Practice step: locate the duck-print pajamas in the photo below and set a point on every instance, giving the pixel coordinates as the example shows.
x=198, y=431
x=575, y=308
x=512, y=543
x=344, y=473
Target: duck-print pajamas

----

**TASK BRIEF:**
Rewrite all the lines above, substituting "striped pajamas" for each occurrence of "duck-print pajamas" and keeping every other character the same.

**CORRECT RESULT:**
Practice step: locate the striped pajamas in the photo below and set a point on every instance, giving the pixel coordinates as the example shows.
x=198, y=431
x=575, y=308
x=512, y=543
x=344, y=473
Target: striped pajamas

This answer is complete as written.